[Text section]:
A brief listing of some misconceptions about the purpose of Docker.

Secure isolation

Some people try to use Docker as a 'containment system' for either:

  • Untrusted user-submitted code, or
  • Compromised applications

... but Docker explicitly does not provide that kind of functionality. You get essentially the same level of security from just running things under a user account.

If you want secure isolation, either use a full virtualization technology (Xen HVM, QEMU/KVM, VMWare, ...), or a containerization/paravirtualization technology that's explicitly designed to provide secure isolation (OpenVZ, Xen PV, unprivileged LXC, ...)

"Runs everywhere"

Absolutely false. Docker will not run (well) on:

  • Old kernels
  • OpenVZ
  • Non-*nix systems (without additional virtualization that you could do yourself anyway)
  • Many other containerized/paravirtualized environments
  • Exotic architectures like MIPS

Docker is just a containerization system. It doesn't do magic. And due to environmental limitations, chances are that using Docker will actually make your application run in less environments.

No dependency conflicts

Sort of true, but misleading. There are many solutions to this, and in many cases it isn't even a realistic problem.

  • Compiled languages: Just compile your binary statically. Same library overhead as when using Docker, less management overhead.
  • Node.js: Completely unnecessary. Dependencies are already local to the project. For different Node.js versions (although you generally shouldn't need this due to LTS schedules and polyfills), nvm.
  • Python: virtualenv and pyenv.
  • Ruby: This one might actually be a valid reason to use some kind of containerization system. Supposedly tools like rvm exist but frankly I've never seen them work well. Even then, Docker is probably not the ideal option (see below).
  • External dependencies and other stuff: Usually, isolation isn't necessary, as these applications tend to have extremely lengthy backwards compatibility, so you can just run a recent version.

If you do need to isolate something and the above either doesn't suffice or it doesn't integrate with your management flow well enough, you should rather look at something like Nix/NixOS, which solves the dependency isolation problem in a much more robust and efficient way, and also solves the problem of state. It does incur management overhead, like Docker would.

Magic scalability

First of all: you probably don't need any of this. 99.99% of projects will never have to scale beyond a single system, and all you'll be doing is adding management overhead and moving parts that can break, to solve a problem you never had to begin with.

Position identification records:
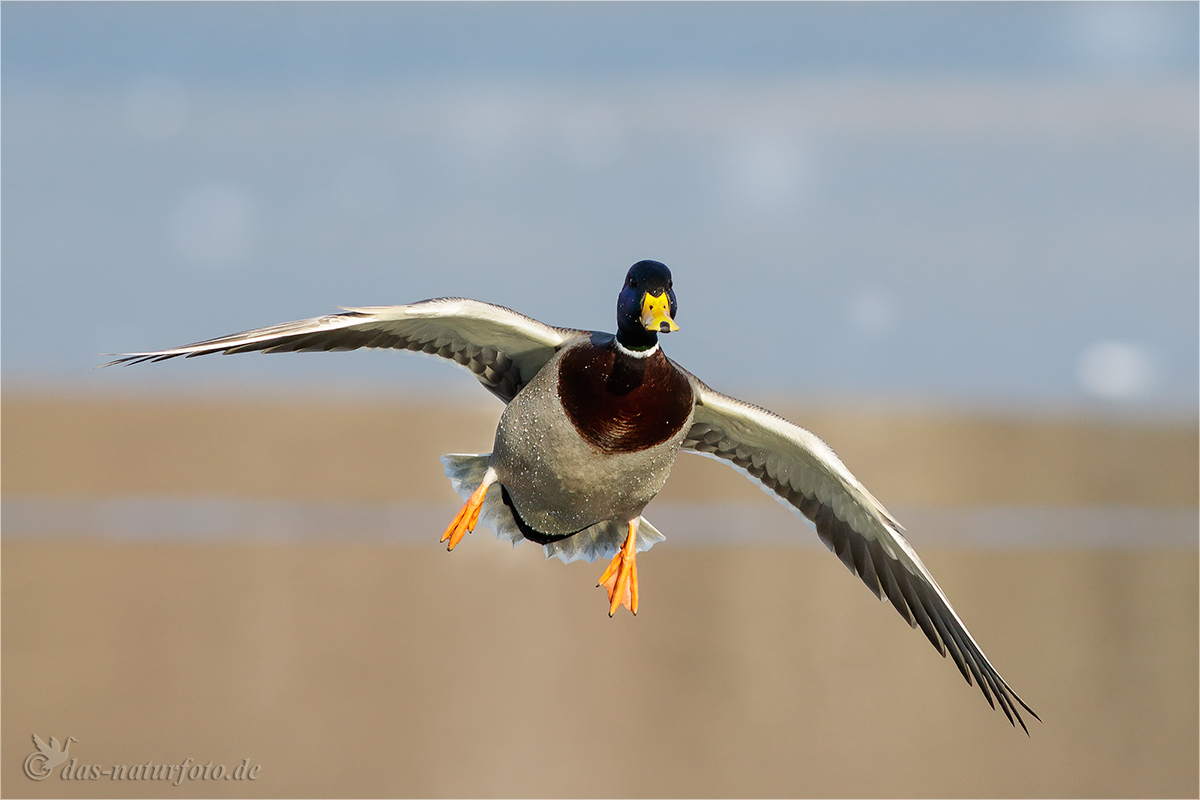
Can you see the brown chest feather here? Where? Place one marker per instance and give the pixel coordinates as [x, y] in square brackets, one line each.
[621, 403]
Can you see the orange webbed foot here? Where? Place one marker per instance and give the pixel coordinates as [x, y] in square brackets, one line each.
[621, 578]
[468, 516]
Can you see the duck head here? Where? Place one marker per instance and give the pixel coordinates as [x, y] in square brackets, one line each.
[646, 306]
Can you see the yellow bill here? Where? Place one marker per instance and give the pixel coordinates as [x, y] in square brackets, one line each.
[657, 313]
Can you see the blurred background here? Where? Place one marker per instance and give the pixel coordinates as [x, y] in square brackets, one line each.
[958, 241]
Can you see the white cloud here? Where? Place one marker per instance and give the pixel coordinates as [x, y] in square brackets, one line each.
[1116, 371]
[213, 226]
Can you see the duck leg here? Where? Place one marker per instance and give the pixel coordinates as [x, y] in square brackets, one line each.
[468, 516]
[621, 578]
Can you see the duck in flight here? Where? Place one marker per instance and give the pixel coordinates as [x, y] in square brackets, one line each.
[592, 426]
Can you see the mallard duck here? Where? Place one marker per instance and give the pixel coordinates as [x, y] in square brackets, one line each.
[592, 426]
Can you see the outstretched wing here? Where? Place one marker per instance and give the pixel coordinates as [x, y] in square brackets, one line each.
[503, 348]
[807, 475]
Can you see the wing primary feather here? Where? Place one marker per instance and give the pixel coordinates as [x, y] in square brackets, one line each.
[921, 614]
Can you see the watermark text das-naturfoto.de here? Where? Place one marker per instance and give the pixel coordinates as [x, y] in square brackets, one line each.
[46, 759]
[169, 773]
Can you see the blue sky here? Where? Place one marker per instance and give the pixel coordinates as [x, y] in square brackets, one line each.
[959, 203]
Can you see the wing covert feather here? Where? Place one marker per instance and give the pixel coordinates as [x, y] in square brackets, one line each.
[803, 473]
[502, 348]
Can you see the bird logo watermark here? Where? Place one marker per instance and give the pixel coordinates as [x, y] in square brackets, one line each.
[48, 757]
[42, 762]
...
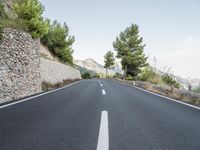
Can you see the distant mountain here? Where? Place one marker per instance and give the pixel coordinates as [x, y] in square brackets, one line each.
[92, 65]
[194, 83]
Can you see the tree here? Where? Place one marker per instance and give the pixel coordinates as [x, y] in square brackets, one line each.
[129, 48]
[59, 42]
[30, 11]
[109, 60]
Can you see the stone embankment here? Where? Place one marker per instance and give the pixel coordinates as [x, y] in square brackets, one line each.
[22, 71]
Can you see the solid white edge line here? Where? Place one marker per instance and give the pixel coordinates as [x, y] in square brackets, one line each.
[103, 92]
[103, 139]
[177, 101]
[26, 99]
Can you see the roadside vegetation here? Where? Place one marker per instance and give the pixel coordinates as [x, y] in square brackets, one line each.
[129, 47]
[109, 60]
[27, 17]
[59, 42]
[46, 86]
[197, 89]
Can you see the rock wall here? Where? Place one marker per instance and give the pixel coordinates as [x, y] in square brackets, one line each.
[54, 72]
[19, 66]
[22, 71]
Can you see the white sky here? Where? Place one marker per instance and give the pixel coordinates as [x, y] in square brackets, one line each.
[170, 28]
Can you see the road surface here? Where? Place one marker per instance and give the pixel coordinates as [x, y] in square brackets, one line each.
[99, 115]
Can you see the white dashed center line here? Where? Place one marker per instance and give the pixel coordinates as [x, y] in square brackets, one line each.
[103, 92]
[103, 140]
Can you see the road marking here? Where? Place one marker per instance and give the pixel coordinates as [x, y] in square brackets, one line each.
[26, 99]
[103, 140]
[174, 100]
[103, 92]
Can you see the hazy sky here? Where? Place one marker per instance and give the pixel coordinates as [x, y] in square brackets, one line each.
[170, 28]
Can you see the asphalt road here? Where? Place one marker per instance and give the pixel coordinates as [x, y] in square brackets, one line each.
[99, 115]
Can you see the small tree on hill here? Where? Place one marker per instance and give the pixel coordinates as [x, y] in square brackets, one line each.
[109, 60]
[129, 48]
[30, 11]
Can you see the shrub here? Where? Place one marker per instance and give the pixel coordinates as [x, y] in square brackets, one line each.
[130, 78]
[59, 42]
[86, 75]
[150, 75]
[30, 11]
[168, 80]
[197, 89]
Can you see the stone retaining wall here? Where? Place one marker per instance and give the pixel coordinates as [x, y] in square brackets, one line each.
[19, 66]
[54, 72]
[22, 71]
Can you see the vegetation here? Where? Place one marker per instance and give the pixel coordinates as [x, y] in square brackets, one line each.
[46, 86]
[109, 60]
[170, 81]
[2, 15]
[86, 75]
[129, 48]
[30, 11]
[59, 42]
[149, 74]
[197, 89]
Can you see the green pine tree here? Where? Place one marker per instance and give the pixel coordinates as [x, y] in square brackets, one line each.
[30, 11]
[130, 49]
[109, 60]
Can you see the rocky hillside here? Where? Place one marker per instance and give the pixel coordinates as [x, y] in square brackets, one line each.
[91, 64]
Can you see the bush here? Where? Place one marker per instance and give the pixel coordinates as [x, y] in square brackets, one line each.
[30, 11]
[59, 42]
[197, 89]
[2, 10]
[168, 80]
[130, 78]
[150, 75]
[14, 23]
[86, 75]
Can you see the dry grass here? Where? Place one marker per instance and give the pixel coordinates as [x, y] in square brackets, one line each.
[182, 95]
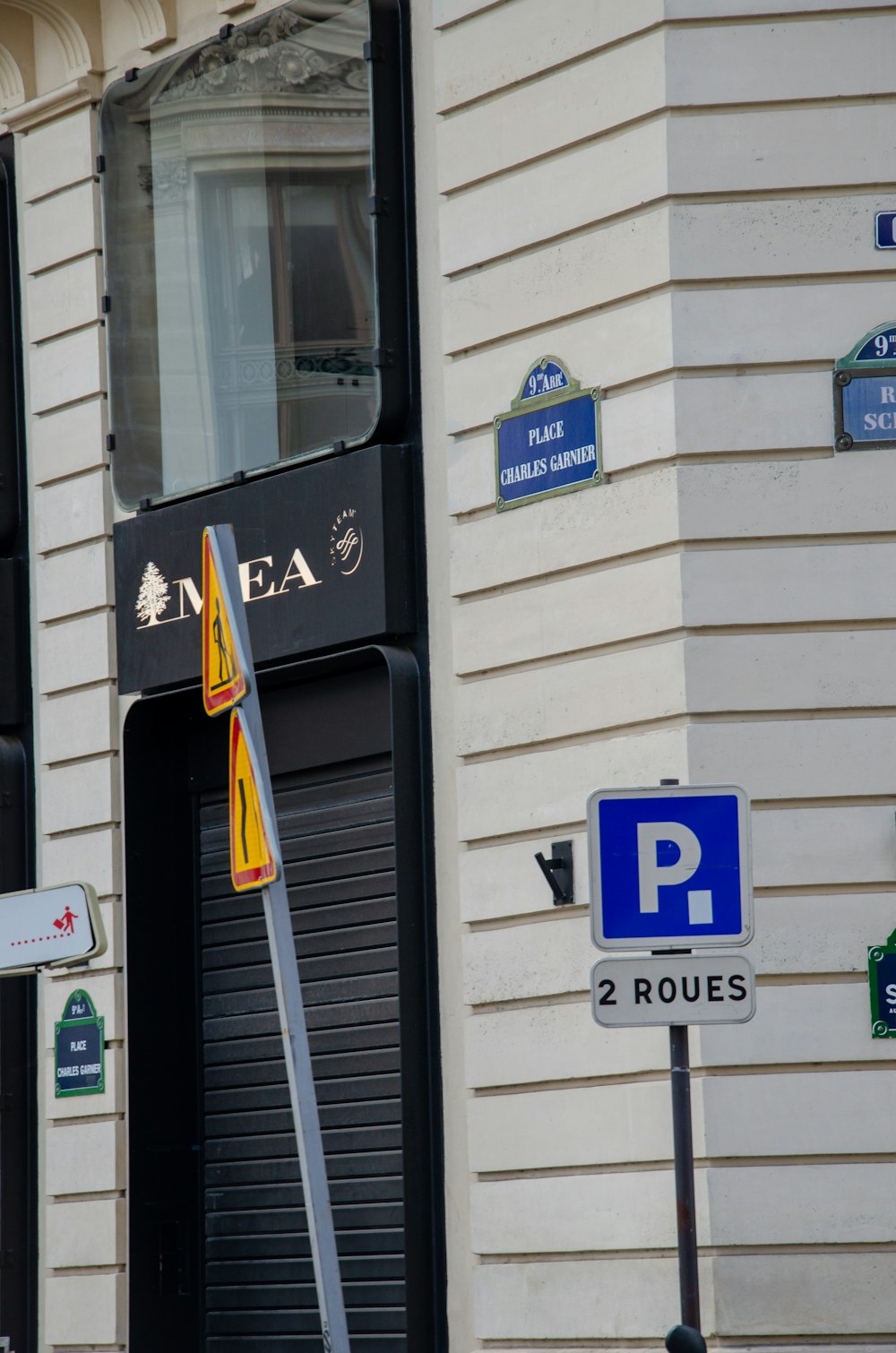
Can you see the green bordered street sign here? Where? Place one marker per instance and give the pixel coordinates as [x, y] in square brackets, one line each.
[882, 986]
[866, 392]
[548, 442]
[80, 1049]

[What this exercise asks]:
**a.** What two tools does the text on Docker misconceptions name for Python?
**b.** Return, word for word, the part of the text on Docker misconceptions from "A brief listing" to "unprivileged LXC, ...)".

[Answers given]:
**a.** virtualenv and pyenv

**b.**
A brief listing of some misconceptions about the purpose of Docker.

Secure isolation

Some people try to use Docker as a 'containment system' for either:

  • Untrusted user-submitted code, or
  • Compromised applications

... but Docker explicitly does not provide that kind of functionality. You get essentially the same level of security from just running things under a user account.

If you want secure isolation, either use a full virtualization technology (Xen HVM, QEMU/KVM, VMWare, ...), or a containerization/paravirtualization technology that's explicitly designed to provide secure isolation (OpenVZ, Xen PV, unprivileged LXC, ...)